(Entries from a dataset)
· · · · · · ·

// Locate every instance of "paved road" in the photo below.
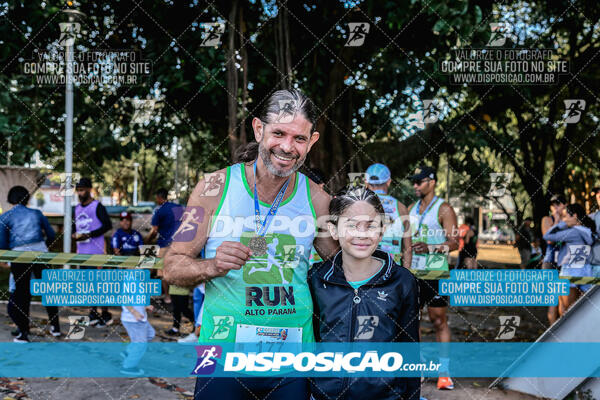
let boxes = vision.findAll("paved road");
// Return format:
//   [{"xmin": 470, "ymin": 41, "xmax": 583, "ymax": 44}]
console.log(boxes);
[{"xmin": 0, "ymin": 245, "xmax": 546, "ymax": 400}]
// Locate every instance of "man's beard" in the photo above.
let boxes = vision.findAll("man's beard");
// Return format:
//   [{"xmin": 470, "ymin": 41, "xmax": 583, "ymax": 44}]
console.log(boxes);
[{"xmin": 258, "ymin": 140, "xmax": 306, "ymax": 178}]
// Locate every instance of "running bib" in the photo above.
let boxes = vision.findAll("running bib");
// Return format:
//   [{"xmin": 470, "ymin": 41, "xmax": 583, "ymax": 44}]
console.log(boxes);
[
  {"xmin": 235, "ymin": 324, "xmax": 302, "ymax": 343},
  {"xmin": 409, "ymin": 197, "xmax": 448, "ymax": 271}
]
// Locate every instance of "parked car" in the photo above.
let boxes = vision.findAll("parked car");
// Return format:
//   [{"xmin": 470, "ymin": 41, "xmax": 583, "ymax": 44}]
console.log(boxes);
[{"xmin": 479, "ymin": 229, "xmax": 515, "ymax": 244}]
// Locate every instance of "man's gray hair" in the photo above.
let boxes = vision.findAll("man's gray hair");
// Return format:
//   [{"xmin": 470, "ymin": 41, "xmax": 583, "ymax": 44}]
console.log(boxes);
[{"xmin": 258, "ymin": 89, "xmax": 318, "ymax": 133}]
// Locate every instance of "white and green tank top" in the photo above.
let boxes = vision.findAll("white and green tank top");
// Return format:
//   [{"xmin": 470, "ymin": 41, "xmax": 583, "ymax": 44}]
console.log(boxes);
[
  {"xmin": 408, "ymin": 196, "xmax": 448, "ymax": 271},
  {"xmin": 375, "ymin": 190, "xmax": 404, "ymax": 264},
  {"xmin": 199, "ymin": 164, "xmax": 316, "ymax": 343}
]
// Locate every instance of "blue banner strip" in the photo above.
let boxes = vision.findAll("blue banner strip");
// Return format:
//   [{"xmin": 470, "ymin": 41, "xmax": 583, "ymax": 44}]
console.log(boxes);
[{"xmin": 0, "ymin": 342, "xmax": 600, "ymax": 377}]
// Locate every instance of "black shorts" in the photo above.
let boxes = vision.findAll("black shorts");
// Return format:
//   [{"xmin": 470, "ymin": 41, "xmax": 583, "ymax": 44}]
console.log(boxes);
[{"xmin": 417, "ymin": 279, "xmax": 450, "ymax": 308}]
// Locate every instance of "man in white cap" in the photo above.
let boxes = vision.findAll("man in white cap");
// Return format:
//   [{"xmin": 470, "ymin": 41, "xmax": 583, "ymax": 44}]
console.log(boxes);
[{"xmin": 366, "ymin": 164, "xmax": 412, "ymax": 268}]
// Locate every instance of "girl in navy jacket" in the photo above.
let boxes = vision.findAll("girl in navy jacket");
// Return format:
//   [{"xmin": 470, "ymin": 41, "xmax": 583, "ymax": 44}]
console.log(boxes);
[{"xmin": 308, "ymin": 188, "xmax": 420, "ymax": 400}]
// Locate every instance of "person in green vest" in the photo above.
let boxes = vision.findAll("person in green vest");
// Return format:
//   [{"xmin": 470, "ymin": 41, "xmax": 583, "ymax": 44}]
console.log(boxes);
[
  {"xmin": 366, "ymin": 164, "xmax": 412, "ymax": 268},
  {"xmin": 409, "ymin": 166, "xmax": 458, "ymax": 390},
  {"xmin": 164, "ymin": 89, "xmax": 339, "ymax": 400}
]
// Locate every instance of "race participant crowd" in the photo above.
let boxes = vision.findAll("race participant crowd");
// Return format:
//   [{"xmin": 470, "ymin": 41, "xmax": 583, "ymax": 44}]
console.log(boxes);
[{"xmin": 0, "ymin": 90, "xmax": 600, "ymax": 400}]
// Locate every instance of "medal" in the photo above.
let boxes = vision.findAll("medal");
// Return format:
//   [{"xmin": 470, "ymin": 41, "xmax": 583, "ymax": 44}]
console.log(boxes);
[
  {"xmin": 248, "ymin": 236, "xmax": 267, "ymax": 256},
  {"xmin": 248, "ymin": 161, "xmax": 290, "ymax": 256}
]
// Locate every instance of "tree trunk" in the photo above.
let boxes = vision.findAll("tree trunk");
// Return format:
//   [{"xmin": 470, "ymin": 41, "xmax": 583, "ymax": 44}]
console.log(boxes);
[
  {"xmin": 225, "ymin": 0, "xmax": 239, "ymax": 155},
  {"xmin": 239, "ymin": 7, "xmax": 248, "ymax": 145}
]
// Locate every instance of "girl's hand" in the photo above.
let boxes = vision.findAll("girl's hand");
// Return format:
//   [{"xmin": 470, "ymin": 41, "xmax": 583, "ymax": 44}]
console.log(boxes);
[
  {"xmin": 131, "ymin": 310, "xmax": 144, "ymax": 322},
  {"xmin": 413, "ymin": 242, "xmax": 429, "ymax": 254}
]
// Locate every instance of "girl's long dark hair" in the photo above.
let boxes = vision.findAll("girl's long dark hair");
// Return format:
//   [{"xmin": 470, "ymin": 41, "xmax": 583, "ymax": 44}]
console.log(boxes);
[
  {"xmin": 329, "ymin": 186, "xmax": 385, "ymax": 225},
  {"xmin": 567, "ymin": 203, "xmax": 596, "ymax": 233}
]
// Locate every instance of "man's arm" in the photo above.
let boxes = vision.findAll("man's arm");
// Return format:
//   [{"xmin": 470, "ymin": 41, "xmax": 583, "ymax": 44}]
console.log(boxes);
[
  {"xmin": 163, "ymin": 170, "xmax": 251, "ymax": 287},
  {"xmin": 309, "ymin": 181, "xmax": 340, "ymax": 261},
  {"xmin": 146, "ymin": 225, "xmax": 158, "ymax": 243},
  {"xmin": 440, "ymin": 203, "xmax": 458, "ymax": 252},
  {"xmin": 397, "ymin": 202, "xmax": 412, "ymax": 268}
]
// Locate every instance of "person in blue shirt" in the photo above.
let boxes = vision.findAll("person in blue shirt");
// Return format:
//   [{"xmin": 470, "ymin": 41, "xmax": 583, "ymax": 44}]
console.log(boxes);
[
  {"xmin": 544, "ymin": 204, "xmax": 596, "ymax": 317},
  {"xmin": 110, "ymin": 211, "xmax": 144, "ymax": 256},
  {"xmin": 146, "ymin": 189, "xmax": 183, "ymax": 253},
  {"xmin": 0, "ymin": 186, "xmax": 60, "ymax": 343},
  {"xmin": 146, "ymin": 188, "xmax": 183, "ymax": 304}
]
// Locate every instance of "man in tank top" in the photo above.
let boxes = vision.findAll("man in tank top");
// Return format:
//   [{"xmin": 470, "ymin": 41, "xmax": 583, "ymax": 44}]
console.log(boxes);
[
  {"xmin": 72, "ymin": 178, "xmax": 113, "ymax": 327},
  {"xmin": 409, "ymin": 166, "xmax": 458, "ymax": 389},
  {"xmin": 164, "ymin": 90, "xmax": 338, "ymax": 400}
]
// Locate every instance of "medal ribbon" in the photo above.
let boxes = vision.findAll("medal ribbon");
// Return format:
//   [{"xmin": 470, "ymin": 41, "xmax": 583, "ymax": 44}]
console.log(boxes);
[
  {"xmin": 253, "ymin": 161, "xmax": 290, "ymax": 236},
  {"xmin": 415, "ymin": 196, "xmax": 437, "ymax": 237}
]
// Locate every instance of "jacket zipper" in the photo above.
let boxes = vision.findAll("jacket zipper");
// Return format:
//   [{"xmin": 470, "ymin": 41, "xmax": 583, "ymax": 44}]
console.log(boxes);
[{"xmin": 342, "ymin": 289, "xmax": 361, "ymax": 396}]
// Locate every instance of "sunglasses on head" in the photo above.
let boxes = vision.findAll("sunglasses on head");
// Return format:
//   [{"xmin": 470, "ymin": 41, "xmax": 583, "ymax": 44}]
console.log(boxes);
[{"xmin": 412, "ymin": 178, "xmax": 431, "ymax": 186}]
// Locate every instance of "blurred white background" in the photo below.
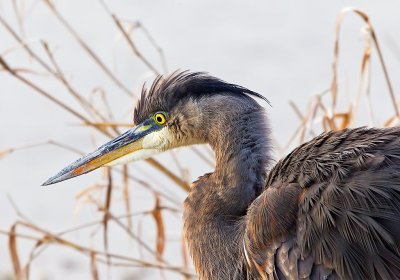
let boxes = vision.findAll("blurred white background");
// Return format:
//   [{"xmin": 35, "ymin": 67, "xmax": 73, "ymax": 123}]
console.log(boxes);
[{"xmin": 0, "ymin": 0, "xmax": 400, "ymax": 280}]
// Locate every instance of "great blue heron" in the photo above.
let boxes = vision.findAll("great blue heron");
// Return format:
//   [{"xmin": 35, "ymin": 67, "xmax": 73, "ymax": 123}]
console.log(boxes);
[{"xmin": 44, "ymin": 72, "xmax": 400, "ymax": 280}]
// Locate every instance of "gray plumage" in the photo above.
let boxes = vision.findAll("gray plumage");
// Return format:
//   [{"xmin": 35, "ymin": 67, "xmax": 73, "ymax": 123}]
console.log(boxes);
[
  {"xmin": 135, "ymin": 72, "xmax": 400, "ymax": 279},
  {"xmin": 135, "ymin": 72, "xmax": 400, "ymax": 279}
]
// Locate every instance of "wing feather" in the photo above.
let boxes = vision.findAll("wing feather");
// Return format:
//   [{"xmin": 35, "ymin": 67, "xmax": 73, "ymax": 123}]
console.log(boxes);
[{"xmin": 244, "ymin": 128, "xmax": 400, "ymax": 279}]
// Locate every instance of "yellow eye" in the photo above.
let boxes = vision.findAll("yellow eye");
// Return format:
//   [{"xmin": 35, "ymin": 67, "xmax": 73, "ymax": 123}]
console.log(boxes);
[{"xmin": 154, "ymin": 113, "xmax": 166, "ymax": 124}]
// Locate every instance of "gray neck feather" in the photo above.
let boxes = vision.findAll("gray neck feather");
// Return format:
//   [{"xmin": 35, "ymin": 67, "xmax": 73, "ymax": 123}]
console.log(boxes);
[{"xmin": 184, "ymin": 96, "xmax": 270, "ymax": 279}]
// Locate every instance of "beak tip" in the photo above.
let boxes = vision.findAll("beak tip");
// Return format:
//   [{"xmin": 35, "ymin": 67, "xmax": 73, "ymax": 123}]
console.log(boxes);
[{"xmin": 42, "ymin": 178, "xmax": 56, "ymax": 186}]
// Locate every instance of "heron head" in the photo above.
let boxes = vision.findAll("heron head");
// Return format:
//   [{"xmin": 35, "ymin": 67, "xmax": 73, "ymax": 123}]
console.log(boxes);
[{"xmin": 43, "ymin": 71, "xmax": 268, "ymax": 185}]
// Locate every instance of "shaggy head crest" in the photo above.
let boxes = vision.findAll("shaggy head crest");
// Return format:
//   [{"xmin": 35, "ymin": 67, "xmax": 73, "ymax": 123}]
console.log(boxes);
[{"xmin": 134, "ymin": 71, "xmax": 269, "ymax": 124}]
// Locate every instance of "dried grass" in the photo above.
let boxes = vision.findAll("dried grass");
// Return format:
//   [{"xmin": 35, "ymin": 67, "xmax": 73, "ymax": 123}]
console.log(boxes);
[{"xmin": 0, "ymin": 0, "xmax": 399, "ymax": 280}]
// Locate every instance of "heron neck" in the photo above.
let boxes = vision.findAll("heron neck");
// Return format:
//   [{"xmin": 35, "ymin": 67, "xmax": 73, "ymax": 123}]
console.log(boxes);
[
  {"xmin": 184, "ymin": 104, "xmax": 269, "ymax": 279},
  {"xmin": 210, "ymin": 108, "xmax": 270, "ymax": 207}
]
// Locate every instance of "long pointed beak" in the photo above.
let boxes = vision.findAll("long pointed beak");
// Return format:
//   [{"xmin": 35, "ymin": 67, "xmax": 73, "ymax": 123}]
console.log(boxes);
[{"xmin": 42, "ymin": 121, "xmax": 158, "ymax": 186}]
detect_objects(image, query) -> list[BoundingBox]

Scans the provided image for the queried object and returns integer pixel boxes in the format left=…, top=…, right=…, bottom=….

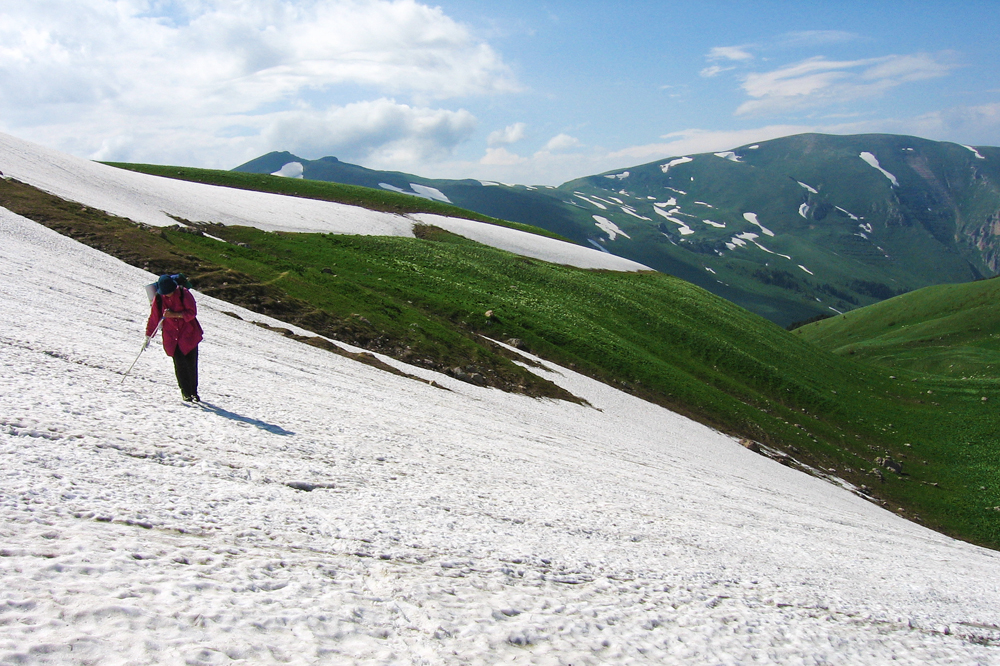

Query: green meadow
left=0, top=171, right=1000, bottom=548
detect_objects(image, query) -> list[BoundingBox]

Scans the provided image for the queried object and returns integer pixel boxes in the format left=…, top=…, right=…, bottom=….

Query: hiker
left=146, top=273, right=203, bottom=402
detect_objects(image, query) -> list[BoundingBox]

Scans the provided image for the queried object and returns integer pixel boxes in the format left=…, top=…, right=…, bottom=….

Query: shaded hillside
left=795, top=280, right=1000, bottom=379
left=237, top=134, right=1000, bottom=325
left=0, top=174, right=1000, bottom=547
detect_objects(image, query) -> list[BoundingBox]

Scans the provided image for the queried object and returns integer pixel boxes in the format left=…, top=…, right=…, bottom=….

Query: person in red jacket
left=146, top=275, right=203, bottom=402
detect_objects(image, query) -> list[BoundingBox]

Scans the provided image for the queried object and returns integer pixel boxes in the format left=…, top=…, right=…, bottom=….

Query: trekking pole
left=121, top=319, right=163, bottom=384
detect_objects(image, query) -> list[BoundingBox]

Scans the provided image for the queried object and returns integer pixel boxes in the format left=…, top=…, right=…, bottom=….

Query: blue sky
left=0, top=0, right=1000, bottom=184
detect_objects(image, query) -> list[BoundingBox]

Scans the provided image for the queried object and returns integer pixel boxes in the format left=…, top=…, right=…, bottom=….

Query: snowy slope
left=0, top=133, right=649, bottom=271
left=0, top=201, right=1000, bottom=665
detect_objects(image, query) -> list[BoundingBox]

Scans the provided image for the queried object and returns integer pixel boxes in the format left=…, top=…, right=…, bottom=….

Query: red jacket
left=146, top=287, right=203, bottom=356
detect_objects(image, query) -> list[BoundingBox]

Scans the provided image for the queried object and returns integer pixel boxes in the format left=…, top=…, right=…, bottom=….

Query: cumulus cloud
left=542, top=134, right=580, bottom=153
left=263, top=98, right=476, bottom=164
left=736, top=53, right=955, bottom=115
left=479, top=148, right=528, bottom=166
left=0, top=0, right=519, bottom=162
left=486, top=123, right=527, bottom=146
left=698, top=65, right=736, bottom=79
left=706, top=46, right=754, bottom=62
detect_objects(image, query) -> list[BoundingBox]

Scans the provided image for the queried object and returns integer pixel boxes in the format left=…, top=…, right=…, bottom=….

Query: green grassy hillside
left=795, top=279, right=1000, bottom=379
left=0, top=172, right=1000, bottom=548
left=105, top=162, right=565, bottom=240
left=237, top=134, right=1000, bottom=326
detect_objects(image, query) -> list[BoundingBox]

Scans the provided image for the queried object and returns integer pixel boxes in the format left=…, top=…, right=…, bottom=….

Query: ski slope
left=0, top=178, right=1000, bottom=666
left=0, top=133, right=650, bottom=272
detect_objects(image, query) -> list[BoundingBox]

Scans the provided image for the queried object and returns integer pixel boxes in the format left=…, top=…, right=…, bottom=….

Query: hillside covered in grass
left=236, top=134, right=1000, bottom=326
left=795, top=279, right=1000, bottom=380
left=0, top=172, right=1000, bottom=547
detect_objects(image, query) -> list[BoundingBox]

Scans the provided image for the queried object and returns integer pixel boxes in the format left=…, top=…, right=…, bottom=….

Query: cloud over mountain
left=0, top=0, right=519, bottom=163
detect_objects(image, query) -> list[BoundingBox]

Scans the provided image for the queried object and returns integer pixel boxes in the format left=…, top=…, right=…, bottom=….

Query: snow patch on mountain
left=836, top=206, right=861, bottom=222
left=959, top=144, right=986, bottom=160
left=0, top=133, right=649, bottom=271
left=660, top=157, right=694, bottom=173
left=271, top=162, right=303, bottom=178
left=410, top=183, right=451, bottom=203
left=743, top=213, right=774, bottom=236
left=620, top=206, right=652, bottom=222
left=859, top=151, right=899, bottom=187
left=573, top=192, right=608, bottom=210
left=0, top=209, right=1000, bottom=666
left=653, top=205, right=694, bottom=236
left=593, top=215, right=632, bottom=240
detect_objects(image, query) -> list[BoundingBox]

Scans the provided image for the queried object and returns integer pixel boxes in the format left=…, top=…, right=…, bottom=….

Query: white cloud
left=263, top=99, right=476, bottom=168
left=706, top=46, right=754, bottom=62
left=479, top=148, right=528, bottom=166
left=778, top=30, right=859, bottom=48
left=541, top=134, right=580, bottom=153
left=736, top=53, right=955, bottom=115
left=0, top=0, right=519, bottom=166
left=486, top=123, right=527, bottom=146
left=698, top=65, right=736, bottom=79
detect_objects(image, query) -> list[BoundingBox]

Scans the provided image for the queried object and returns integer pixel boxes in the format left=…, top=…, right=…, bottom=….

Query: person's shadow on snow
left=198, top=402, right=295, bottom=436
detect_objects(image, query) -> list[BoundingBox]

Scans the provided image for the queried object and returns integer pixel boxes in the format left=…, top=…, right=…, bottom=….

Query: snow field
left=0, top=196, right=1000, bottom=664
left=0, top=133, right=649, bottom=271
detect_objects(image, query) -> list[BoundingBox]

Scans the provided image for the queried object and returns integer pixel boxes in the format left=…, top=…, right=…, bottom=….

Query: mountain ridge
left=236, top=134, right=1000, bottom=326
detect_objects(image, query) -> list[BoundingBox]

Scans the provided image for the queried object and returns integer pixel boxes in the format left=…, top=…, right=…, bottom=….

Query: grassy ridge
left=168, top=220, right=1000, bottom=546
left=0, top=172, right=1000, bottom=548
left=795, top=280, right=1000, bottom=379
left=104, top=162, right=566, bottom=240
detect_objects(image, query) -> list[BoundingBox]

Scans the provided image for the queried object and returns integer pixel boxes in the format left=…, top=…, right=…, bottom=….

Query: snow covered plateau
left=0, top=138, right=1000, bottom=666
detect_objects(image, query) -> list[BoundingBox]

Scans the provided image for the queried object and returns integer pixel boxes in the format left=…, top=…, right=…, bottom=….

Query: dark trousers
left=174, top=347, right=198, bottom=398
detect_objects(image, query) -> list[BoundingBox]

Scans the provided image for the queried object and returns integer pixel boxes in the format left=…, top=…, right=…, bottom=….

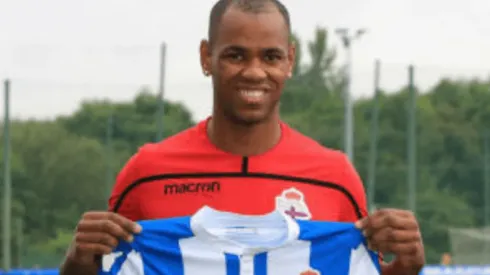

· · · · · · ·

## Work required
Please pick out every line of the material above that contains the string "shorts", copying each one in full. Case counts, so only exact matches qualify.

## The solution
// Locate every instance of "black shorts" in the photo above.
let boxes = vision.findAll("black shorts");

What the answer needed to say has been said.